WHAT IS REQUIRED: Collect all lines below with the string "side".

━━━ GIVEN ENTRIES ━━━

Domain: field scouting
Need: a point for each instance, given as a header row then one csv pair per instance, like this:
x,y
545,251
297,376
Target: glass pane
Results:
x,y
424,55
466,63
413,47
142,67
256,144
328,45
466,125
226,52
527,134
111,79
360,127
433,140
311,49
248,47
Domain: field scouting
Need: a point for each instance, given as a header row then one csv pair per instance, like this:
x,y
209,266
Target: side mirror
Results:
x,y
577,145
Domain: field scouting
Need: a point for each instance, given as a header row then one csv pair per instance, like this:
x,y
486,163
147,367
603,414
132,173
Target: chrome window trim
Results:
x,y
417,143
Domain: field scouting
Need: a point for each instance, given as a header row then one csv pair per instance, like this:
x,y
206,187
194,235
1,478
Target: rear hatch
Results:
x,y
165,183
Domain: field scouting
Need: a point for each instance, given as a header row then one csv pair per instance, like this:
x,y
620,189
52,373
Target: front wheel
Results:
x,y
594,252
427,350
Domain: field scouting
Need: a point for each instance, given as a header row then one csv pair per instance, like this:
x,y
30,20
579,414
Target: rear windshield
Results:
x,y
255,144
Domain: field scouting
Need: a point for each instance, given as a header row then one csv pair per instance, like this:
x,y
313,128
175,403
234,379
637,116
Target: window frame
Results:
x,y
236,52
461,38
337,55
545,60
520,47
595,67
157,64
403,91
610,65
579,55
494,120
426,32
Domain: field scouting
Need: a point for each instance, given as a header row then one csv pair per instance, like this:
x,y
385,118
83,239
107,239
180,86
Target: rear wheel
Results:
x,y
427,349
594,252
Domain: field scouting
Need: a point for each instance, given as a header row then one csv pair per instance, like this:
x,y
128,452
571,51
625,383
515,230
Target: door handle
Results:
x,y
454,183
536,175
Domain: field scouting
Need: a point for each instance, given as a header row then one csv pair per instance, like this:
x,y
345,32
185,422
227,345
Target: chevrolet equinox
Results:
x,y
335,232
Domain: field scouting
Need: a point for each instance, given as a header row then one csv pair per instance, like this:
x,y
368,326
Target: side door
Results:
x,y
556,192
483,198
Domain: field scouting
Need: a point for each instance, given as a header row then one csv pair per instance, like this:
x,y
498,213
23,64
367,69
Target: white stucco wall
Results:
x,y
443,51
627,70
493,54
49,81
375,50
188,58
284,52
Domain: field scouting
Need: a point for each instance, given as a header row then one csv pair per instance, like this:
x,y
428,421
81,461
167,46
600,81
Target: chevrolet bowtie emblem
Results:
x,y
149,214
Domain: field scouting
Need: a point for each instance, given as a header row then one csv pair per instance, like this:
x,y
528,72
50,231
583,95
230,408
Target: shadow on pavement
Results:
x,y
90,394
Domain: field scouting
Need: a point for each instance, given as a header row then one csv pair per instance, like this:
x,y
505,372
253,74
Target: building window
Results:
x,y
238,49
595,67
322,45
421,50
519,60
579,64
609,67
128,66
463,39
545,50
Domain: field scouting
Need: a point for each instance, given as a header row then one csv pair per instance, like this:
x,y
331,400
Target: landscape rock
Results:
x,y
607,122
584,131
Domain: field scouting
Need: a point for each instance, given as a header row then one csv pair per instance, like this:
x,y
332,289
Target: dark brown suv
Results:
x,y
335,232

━━━
━━━ GIVEN ENTRIES ━━━

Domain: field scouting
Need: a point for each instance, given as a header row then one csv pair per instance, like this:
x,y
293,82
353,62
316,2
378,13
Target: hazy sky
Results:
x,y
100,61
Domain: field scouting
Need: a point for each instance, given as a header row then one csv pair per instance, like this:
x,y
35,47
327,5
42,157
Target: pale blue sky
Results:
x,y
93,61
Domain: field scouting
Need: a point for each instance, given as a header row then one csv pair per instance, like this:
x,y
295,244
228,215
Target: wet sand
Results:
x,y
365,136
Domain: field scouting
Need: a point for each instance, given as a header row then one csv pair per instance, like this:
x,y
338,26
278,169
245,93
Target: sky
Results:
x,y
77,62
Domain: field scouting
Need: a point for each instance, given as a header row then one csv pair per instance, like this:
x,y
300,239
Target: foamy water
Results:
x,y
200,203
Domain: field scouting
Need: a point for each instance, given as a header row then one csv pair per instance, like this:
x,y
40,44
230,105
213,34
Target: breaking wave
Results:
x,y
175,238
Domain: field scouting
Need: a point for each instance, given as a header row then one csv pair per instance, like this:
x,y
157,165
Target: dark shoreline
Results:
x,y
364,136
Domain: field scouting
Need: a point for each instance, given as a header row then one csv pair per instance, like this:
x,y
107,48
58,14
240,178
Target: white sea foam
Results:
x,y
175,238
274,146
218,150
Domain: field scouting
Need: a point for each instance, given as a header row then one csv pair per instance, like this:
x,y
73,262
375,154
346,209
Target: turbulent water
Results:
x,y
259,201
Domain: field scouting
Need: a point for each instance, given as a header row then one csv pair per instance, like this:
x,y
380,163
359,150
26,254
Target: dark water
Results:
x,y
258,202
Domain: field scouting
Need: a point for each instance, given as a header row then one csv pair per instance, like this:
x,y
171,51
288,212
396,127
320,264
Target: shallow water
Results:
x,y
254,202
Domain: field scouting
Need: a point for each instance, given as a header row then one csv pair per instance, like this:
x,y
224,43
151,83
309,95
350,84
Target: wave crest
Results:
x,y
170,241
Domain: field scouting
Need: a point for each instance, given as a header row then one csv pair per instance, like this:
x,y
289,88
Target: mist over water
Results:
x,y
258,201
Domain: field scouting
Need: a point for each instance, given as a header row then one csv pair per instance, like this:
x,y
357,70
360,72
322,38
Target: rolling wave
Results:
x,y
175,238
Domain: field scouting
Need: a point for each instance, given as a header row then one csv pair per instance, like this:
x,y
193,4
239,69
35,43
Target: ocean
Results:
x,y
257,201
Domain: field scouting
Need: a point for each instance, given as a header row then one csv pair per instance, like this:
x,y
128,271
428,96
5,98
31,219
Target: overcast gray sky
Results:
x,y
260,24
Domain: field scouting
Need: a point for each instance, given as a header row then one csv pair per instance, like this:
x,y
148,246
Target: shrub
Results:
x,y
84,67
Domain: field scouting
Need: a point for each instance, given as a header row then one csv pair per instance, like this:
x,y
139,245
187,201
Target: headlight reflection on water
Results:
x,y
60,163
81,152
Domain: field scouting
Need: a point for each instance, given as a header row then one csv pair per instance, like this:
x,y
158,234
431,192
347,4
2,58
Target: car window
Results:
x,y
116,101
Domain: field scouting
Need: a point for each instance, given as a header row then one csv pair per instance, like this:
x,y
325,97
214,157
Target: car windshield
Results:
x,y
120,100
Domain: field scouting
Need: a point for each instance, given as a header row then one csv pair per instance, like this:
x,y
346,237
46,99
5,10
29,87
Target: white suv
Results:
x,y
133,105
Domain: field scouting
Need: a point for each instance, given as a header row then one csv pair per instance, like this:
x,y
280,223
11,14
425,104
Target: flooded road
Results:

━━━
━━━ GIVEN ENTRIES ━━━

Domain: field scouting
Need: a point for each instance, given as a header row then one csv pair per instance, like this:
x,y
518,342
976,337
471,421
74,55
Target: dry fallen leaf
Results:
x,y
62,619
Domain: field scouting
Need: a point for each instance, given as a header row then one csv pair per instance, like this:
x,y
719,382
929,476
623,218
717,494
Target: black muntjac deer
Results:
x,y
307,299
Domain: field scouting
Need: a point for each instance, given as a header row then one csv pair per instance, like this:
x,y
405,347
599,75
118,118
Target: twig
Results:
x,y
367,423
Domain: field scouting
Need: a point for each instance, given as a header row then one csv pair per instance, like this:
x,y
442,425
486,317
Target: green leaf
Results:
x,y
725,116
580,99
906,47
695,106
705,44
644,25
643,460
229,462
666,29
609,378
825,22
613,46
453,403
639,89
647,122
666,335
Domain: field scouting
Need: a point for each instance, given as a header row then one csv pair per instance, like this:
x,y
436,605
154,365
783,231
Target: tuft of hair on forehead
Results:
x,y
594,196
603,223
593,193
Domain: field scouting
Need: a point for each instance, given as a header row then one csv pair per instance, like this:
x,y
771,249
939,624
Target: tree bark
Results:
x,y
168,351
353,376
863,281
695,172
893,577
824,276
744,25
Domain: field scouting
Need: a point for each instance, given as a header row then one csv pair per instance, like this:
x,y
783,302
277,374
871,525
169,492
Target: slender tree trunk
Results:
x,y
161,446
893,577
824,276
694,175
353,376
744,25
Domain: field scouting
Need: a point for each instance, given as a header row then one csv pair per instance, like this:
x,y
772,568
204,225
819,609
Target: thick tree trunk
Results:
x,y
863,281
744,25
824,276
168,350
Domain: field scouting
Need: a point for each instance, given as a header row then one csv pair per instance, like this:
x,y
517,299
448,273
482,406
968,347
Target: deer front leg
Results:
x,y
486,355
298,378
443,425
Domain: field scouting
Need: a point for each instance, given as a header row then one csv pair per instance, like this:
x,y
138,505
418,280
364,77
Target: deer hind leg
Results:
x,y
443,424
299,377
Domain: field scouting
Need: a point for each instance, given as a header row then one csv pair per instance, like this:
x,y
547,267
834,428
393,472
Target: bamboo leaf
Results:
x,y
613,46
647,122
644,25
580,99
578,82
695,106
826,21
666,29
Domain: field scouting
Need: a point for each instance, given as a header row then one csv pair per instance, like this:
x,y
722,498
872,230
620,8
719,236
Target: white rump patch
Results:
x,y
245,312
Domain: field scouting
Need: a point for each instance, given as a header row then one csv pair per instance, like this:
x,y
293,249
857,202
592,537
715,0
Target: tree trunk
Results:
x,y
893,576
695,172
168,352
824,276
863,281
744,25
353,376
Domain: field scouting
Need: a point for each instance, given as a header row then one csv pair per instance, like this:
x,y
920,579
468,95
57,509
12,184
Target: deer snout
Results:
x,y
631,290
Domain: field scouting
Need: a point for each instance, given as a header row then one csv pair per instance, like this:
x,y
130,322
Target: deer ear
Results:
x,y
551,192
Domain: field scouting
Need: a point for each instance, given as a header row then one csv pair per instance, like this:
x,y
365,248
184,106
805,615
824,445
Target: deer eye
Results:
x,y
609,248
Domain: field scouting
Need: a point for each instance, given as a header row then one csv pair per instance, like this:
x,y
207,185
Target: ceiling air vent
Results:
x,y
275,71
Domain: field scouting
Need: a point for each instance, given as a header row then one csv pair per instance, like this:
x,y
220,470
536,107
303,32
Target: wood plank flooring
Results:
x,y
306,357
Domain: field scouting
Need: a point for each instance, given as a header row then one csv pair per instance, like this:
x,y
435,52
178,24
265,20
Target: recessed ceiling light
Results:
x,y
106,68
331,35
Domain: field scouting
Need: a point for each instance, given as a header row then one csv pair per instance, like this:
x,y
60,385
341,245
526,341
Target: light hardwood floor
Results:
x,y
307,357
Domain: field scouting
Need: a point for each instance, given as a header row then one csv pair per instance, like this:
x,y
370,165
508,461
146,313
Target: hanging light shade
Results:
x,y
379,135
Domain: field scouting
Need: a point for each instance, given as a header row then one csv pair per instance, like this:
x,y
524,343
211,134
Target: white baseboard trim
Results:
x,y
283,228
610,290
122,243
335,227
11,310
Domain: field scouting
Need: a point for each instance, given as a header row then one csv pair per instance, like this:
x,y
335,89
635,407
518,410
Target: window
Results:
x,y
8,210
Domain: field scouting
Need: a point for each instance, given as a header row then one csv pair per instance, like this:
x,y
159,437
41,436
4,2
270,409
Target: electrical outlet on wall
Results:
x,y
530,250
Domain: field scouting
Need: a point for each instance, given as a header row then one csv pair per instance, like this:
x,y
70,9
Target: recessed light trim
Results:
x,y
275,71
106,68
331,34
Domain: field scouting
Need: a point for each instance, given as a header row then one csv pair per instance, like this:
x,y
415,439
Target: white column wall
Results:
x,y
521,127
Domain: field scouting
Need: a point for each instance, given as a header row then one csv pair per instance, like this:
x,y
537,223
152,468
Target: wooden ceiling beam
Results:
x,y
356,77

━━━

SOLUTION TO THE PROBLEM:
Target: side mirror
Target: side door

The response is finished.